Required action
Report every line of the data that includes "jacket".

Material provided
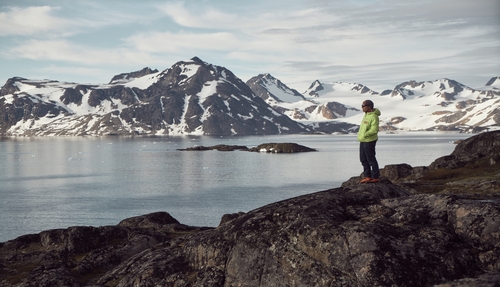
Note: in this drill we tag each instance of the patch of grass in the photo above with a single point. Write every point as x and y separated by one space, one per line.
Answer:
18 272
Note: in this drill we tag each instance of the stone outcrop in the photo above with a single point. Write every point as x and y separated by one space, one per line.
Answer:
394 233
266 147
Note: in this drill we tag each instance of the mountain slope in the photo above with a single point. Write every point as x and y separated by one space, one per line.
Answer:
442 104
192 97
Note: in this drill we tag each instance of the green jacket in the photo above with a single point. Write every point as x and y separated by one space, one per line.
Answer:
368 130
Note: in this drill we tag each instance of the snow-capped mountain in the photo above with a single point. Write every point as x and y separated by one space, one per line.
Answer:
197 98
272 90
192 97
442 104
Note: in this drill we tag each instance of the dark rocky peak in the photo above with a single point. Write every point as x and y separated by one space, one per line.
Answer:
127 77
363 89
314 88
191 76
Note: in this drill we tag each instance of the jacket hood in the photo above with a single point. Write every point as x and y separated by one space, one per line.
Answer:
376 111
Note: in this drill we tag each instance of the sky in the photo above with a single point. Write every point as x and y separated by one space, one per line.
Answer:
377 43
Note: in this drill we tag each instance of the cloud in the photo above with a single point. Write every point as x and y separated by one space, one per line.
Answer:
30 21
163 42
206 17
65 51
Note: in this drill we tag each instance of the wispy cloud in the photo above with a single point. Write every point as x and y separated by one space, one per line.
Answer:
368 41
30 21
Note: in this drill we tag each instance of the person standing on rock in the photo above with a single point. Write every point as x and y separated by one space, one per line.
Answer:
367 137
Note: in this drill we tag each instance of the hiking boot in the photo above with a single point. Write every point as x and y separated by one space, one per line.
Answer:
366 180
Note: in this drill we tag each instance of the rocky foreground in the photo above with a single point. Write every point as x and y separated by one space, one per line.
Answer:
421 226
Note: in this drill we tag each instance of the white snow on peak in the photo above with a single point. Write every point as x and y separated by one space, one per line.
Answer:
278 90
144 82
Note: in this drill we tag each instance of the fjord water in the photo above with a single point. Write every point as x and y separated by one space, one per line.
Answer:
58 182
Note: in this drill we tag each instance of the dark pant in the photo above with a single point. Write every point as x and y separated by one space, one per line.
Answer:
368 160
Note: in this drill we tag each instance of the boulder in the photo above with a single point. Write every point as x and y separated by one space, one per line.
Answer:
422 226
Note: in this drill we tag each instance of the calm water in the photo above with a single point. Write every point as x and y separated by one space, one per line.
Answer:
48 183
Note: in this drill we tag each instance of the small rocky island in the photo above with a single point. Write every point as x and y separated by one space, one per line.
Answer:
437 225
266 147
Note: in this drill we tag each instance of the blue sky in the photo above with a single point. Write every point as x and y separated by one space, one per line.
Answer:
378 43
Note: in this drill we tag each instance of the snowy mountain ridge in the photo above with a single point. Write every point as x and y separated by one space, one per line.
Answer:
197 98
442 104
190 98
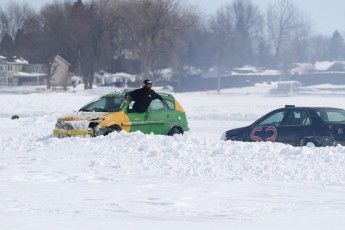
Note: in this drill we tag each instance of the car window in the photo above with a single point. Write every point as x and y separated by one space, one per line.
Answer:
171 104
331 115
156 105
104 104
274 119
297 117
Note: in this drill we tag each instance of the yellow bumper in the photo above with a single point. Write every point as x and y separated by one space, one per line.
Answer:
71 132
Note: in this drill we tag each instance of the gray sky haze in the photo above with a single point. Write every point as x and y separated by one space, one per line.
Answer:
326 15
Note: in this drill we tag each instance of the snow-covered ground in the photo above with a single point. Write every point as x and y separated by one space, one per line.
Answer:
136 181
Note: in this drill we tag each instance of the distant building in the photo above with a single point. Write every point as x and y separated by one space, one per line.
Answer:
18 71
59 72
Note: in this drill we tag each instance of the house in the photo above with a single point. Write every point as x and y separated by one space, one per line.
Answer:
17 71
59 72
113 79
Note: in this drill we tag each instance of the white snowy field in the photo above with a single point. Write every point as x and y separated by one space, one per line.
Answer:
137 181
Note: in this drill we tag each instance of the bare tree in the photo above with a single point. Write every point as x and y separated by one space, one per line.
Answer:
238 29
248 22
154 28
287 28
12 21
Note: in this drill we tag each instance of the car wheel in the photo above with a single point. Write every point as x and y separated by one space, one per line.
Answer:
114 128
311 142
233 138
174 131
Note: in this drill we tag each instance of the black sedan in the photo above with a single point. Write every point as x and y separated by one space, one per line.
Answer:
297 126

Task response
Note: in this drill we tag each instance of the green jacket in the photo above with a single point. Write every point as x and y separated by one space, one per line.
Note: in this drill we tag each instance of the jacket hood in the photo above with a single point. Write every point as x and y separated by one space, one per line.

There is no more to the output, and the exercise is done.